Transcribe verbatim only the lines of the entries below that run from the line containing "-- sample [27,543]." through the final line of the entries, inclusive.
^^^^^^^^
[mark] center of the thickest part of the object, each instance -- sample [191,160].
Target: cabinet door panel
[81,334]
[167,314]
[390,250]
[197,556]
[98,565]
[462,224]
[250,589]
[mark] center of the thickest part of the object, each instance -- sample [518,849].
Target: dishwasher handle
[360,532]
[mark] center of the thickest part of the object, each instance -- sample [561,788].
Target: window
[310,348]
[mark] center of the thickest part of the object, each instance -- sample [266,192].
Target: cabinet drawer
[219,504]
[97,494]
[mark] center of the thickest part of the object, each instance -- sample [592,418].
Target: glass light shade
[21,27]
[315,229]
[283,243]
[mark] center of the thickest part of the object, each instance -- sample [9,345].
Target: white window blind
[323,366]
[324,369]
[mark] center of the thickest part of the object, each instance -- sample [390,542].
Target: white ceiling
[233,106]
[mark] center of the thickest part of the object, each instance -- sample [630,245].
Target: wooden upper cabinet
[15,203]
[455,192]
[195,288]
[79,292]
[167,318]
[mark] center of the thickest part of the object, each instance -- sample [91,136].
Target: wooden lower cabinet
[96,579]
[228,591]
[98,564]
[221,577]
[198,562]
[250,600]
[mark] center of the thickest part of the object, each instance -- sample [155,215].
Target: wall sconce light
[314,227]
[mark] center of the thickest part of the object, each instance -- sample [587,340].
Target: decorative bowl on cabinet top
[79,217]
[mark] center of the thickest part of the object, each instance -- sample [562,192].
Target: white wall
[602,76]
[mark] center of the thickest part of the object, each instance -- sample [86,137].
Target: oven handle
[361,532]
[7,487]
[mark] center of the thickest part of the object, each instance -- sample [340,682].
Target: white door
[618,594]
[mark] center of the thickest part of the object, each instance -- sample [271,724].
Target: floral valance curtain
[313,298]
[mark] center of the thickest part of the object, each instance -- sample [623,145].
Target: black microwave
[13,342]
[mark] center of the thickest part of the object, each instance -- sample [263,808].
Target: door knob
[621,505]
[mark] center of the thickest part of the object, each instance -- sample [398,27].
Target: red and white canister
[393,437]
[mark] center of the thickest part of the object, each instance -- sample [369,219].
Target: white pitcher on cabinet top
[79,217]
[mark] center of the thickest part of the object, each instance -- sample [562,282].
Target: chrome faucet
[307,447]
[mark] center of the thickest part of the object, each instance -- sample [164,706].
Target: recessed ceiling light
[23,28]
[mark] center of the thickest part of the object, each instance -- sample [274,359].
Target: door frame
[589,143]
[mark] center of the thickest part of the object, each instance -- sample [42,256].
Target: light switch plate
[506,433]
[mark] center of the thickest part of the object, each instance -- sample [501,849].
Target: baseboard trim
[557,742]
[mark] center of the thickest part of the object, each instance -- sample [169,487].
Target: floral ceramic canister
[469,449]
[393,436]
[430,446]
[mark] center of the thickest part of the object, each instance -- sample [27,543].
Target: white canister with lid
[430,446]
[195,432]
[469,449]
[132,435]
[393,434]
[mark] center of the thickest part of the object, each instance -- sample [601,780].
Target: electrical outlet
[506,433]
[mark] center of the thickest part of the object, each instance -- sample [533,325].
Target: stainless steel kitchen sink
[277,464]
^^^^^^^^
#### Expected answer
[mark] center of the thickest part of the object, each instance -- sample [27,543].
Target: white canister with lid
[430,446]
[195,432]
[469,449]
[132,435]
[393,434]
[mark] center of the thickest part of the object, each instance -- sample [601,780].
Target: electrical outlet
[506,433]
[mark] center of the thickest part of the object, each instance -- sample [533,325].
Target: stainless steel kitchen sink
[277,464]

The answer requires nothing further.